## [The task]
Retype the records below word for word and omit any image.

## [Data supplied]
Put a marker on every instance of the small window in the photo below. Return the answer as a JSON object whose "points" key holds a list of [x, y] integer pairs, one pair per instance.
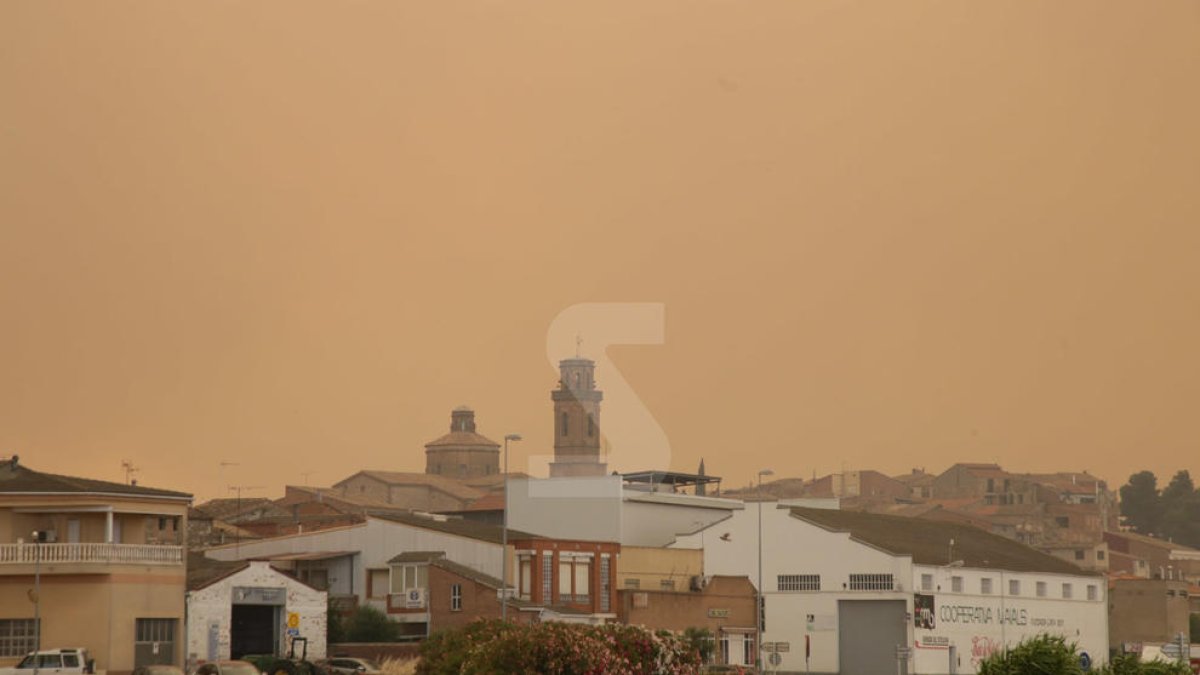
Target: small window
{"points": [[798, 583], [17, 637], [871, 583]]}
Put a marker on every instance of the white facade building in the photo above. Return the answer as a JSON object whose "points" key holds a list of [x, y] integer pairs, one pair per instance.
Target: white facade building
{"points": [[353, 560], [847, 589], [256, 609], [604, 508]]}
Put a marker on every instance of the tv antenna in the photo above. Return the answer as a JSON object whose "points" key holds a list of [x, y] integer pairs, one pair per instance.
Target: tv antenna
{"points": [[130, 470]]}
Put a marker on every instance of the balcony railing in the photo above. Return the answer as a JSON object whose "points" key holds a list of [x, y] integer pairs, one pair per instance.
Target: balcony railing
{"points": [[91, 553]]}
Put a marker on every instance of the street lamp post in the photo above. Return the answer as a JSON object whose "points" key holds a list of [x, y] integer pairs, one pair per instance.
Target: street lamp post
{"points": [[761, 605], [504, 533]]}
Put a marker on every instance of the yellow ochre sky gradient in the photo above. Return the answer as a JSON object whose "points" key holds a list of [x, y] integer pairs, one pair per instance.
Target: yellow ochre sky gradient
{"points": [[295, 234]]}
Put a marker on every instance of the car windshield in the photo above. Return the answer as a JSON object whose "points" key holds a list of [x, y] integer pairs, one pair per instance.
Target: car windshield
{"points": [[239, 669]]}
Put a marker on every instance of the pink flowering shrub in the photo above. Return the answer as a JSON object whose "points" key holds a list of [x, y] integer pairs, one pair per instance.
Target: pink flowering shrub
{"points": [[556, 649]]}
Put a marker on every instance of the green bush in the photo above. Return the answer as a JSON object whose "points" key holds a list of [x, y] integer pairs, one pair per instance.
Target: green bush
{"points": [[556, 649], [1131, 664], [1053, 655], [1050, 655]]}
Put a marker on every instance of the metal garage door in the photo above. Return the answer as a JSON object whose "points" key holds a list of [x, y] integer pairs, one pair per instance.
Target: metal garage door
{"points": [[868, 635]]}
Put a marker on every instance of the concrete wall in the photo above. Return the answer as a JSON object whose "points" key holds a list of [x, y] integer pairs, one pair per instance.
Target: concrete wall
{"points": [[100, 611], [973, 622], [600, 509], [731, 601], [1144, 611], [214, 604], [651, 566], [569, 508]]}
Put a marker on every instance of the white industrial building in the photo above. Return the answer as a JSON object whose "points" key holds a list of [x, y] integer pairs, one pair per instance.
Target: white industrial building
{"points": [[865, 595], [252, 608], [610, 508]]}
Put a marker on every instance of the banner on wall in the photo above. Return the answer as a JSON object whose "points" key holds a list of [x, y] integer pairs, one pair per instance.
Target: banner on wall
{"points": [[923, 614]]}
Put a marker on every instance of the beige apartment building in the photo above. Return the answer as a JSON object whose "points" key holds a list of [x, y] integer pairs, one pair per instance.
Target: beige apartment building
{"points": [[109, 563]]}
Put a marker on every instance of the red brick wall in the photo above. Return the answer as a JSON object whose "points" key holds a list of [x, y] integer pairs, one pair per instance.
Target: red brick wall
{"points": [[479, 601]]}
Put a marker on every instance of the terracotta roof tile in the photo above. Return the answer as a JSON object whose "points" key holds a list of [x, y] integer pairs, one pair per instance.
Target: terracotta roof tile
{"points": [[463, 438], [19, 478], [447, 485]]}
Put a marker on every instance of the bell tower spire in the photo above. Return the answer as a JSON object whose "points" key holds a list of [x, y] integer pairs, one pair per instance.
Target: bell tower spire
{"points": [[576, 419]]}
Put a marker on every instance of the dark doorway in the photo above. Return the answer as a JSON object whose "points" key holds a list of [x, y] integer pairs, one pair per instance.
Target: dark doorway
{"points": [[253, 629]]}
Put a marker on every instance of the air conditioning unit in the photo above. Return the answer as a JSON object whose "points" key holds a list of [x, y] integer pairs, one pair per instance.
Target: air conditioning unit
{"points": [[414, 598]]}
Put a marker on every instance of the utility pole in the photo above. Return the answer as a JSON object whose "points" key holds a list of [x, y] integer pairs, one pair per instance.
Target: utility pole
{"points": [[37, 599], [761, 605], [239, 489], [504, 533]]}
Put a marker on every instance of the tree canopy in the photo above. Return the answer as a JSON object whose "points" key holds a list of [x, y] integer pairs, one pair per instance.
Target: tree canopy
{"points": [[1171, 513]]}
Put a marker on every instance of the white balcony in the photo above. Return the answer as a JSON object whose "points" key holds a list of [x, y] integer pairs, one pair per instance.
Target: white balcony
{"points": [[91, 553]]}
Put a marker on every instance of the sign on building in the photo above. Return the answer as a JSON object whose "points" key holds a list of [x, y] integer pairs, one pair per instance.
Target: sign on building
{"points": [[258, 595]]}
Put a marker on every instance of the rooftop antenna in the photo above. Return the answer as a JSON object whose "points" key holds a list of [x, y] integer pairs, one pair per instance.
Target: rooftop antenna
{"points": [[130, 470], [237, 547]]}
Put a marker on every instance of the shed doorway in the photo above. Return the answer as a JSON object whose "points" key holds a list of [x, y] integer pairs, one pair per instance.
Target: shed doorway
{"points": [[253, 628]]}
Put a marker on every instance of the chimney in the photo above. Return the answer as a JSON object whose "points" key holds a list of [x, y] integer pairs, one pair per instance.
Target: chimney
{"points": [[462, 419]]}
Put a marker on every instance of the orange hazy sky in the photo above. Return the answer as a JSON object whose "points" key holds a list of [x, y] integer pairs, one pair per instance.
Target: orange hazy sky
{"points": [[886, 234]]}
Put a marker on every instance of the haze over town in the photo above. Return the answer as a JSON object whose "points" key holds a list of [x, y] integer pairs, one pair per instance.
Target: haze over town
{"points": [[295, 239]]}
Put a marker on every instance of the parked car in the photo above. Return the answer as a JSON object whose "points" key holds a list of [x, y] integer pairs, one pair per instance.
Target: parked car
{"points": [[159, 669], [352, 665], [227, 668], [289, 664], [72, 661]]}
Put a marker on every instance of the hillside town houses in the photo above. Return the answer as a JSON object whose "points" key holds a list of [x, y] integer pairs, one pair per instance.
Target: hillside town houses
{"points": [[855, 572]]}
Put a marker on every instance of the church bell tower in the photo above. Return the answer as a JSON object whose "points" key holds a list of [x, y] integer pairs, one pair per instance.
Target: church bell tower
{"points": [[576, 420]]}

## [Response for this exercise]
Put a marker on every instance of the small window in the photo below. Return the answer as a JSON object whose "points" key holds a list of [x, y] integer pairs, one pair per instance.
Target: small window
{"points": [[798, 583], [17, 637], [871, 583]]}
Put a marker on every instance of the white facade building in the photo above. Return the answer as a JSON object whose "points" key holds a list of [x, y] integer pairs, one pair per instance.
Target: white facade building
{"points": [[353, 560], [847, 589], [256, 609], [604, 508]]}
Put a marker on every instance of the tv antenna in the photo above. Return the answer as a JSON object whose "points" key holds a list of [x, y] integer pairs, one pair per instance.
Target: tv antenna
{"points": [[130, 470]]}
Put a marker on every instance of the balcony railing in the photo above. Return the answer as a JSON object whose "points" key holds a list of [x, y] integer pairs, one pair per instance.
Target: balcony railing
{"points": [[91, 553]]}
Put a marker on every instance of the street lamp post in the photo above. Return the answer as a JSON object whose "points" key holds a list of [x, y] integer pairs, one pair per instance.
Target: street lamp post
{"points": [[761, 605], [504, 533]]}
Put a marker on every instance of the yellow ochre sky gradient in the photo above. Return the answer as a JSON object whose "points" key holds a list of [x, y] integer pairs, one pair per instance.
Target: yellow ochre sky gradient
{"points": [[295, 234]]}
Put a marker on every instance of the car windshield in the photo above. Return the answer as a JSON object whose "points" key holds a list of [x, y] integer pairs, one pair per instance.
Target: car windshield
{"points": [[239, 669]]}
Put a marker on every instance of the pink flowering shrub in the photo above. Return the answer as a JSON object whose "points" key holds a list of [x, y] integer pairs, one pair per instance.
Target: pink flowering shrub
{"points": [[556, 649]]}
Put a marker on every instance of the green bush in the photo above. Return the answer as a JSON object whose "points" key holds a list of [x, y] integer pairs, one pair per instance.
Target: green bush
{"points": [[556, 649], [1131, 664], [1053, 655], [1050, 655]]}
Put a marker on every instance of the metal garage door in the photo above. Return the answer as a JSON object whose "points" key holds a list of [x, y] integer pairs, one pair per instance.
Target: metal garage door
{"points": [[868, 635]]}
Put a marker on every instance of the concrete wall in the photo above. Return the answer as a JSON object whose "points" key holds a list of [x, y] integer pairs, one pair per instance.
Target: concrete wall
{"points": [[100, 611], [973, 622], [600, 509], [731, 601], [1144, 611], [214, 604], [651, 566], [569, 508]]}
Put a marker on every instance of the white industrial building in the photo above. Return the answer as a JSON object whose "points" key holds a list of [x, y] integer pairs, one pair per instance.
Target: white industrial building
{"points": [[865, 595], [252, 608], [610, 508]]}
Put a marker on every instance of the banner on wall in the photo above. Return the answer as a JSON object whose "points" key holds a list of [x, y] integer pairs, one pair per instance.
Target: banner on wall
{"points": [[923, 614]]}
Put a marker on every instance of the beige apartment building in the photo above. Return the answer as a JSON object whose "points" key holds a list of [x, y] integer pairs, one pair per instance.
Target: beige apartment building
{"points": [[109, 563]]}
Put a marker on every instance of the red brick wall in the photo above. Return the answer as a JSON object whose "points" key holds a list of [x, y] integer pairs, one pair per instance.
Target: red brick wall
{"points": [[479, 601]]}
Put a marker on every instance of the terracotta roof tile in the photo above. Return the answer as a JSON object whose "points" key holds a list of [x, y] integer pairs, one pair per instance.
Target: terracotta roof tile
{"points": [[463, 438], [19, 478], [447, 485]]}
Put a marker on every instance of the bell tower spire in the photo above. Return the answer as a JSON object whose "points" key holds a list of [x, y] integer pairs, one pair per instance.
Target: bell tower spire
{"points": [[576, 419]]}
Put a marker on every instance of the dark doorway in the photo above. Return the answer as a JSON object whose "points" key holds a list of [x, y] integer pairs, one pair per instance.
Target: dark doorway
{"points": [[253, 629]]}
Put a marker on every instance of the air conditioning unit in the photo above. Return the answer as a JSON object whose "points" key holds a list of [x, y] integer pairs, one pair per instance.
Target: air conditioning unit
{"points": [[414, 598]]}
Put a marker on every instance of the utility pole in the photo above. Return the answer as a JSON object whose "points" key holds a list of [x, y] integer pairs, one pair per instance.
Target: utility pole
{"points": [[37, 599], [761, 605], [239, 489], [504, 533]]}
Put a marker on every instance of the tree canopy in the photo above. Return the answer as a JSON object whose "points" key holds a list of [x, y] integer pairs, one pair per instance.
Target: tree canopy
{"points": [[1171, 513]]}
Put a marker on every instance of the white balcony in the photo above. Return the answer as a JSON object whose "points" key holds a list of [x, y] integer pairs, one pair per instance.
Target: white balcony
{"points": [[91, 553]]}
Put a marker on every instance of the sign on building in the photo above. Return the answer as a JSON object whose "points" key holds a list of [x, y] integer pairs, one pair per instance.
Target: sign on building
{"points": [[258, 595]]}
Put a marker on every instance of the rooftop antenna in the photo above. Return the answer as a JSON object whose "points" key holds a list of [x, y] integer pairs, one pair per instance.
Target: rooftop antenna
{"points": [[130, 470], [237, 547]]}
Put a marker on every instance of the shed doorway in the photo above. Return the answer as a JSON object whose "points" key holds a list of [x, y] integer pairs, one pair per instance.
Target: shed doorway
{"points": [[253, 628]]}
Put a marker on every instance of the chimney in the photo above. Return the answer as a JSON object whose "points" key holds a list of [x, y] integer pairs, one pair per instance.
Target: chimney
{"points": [[462, 419]]}
Put a marker on every instance of the orange hazy sky in the photo above. Return the answer as a JSON object whose "points" key holds a list of [x, y] integer pairs, one pair per instance.
Target: orange hazy sky
{"points": [[886, 234]]}
Put a marker on every instance of the haze over town in the photo above. Return the answer as a JSON object whose "points" key holds a list of [x, y] integer pairs, one pair per instance.
Target: haze over town
{"points": [[295, 239]]}
Put a marker on every instance of the parked car in the photo above. Return the answer as a JSON object whose "points" key holds a list of [x, y] integer pairs, one pair per instance.
Target: parked car
{"points": [[159, 669], [352, 665], [227, 668], [289, 664], [72, 661]]}
Put a marker on every instance of the hillside town houses in the photo above. Return the answer as a JSON object whose "points" key holds a list of [x, y] integer pairs, one pair per instance.
Target: hillside town houses
{"points": [[855, 572]]}
Put a marker on every instance of the church bell tower in the photo above. Return the answer as a JSON object whose "points" key holds a list of [x, y] integer pairs, one pair per instance.
Target: church bell tower
{"points": [[576, 420]]}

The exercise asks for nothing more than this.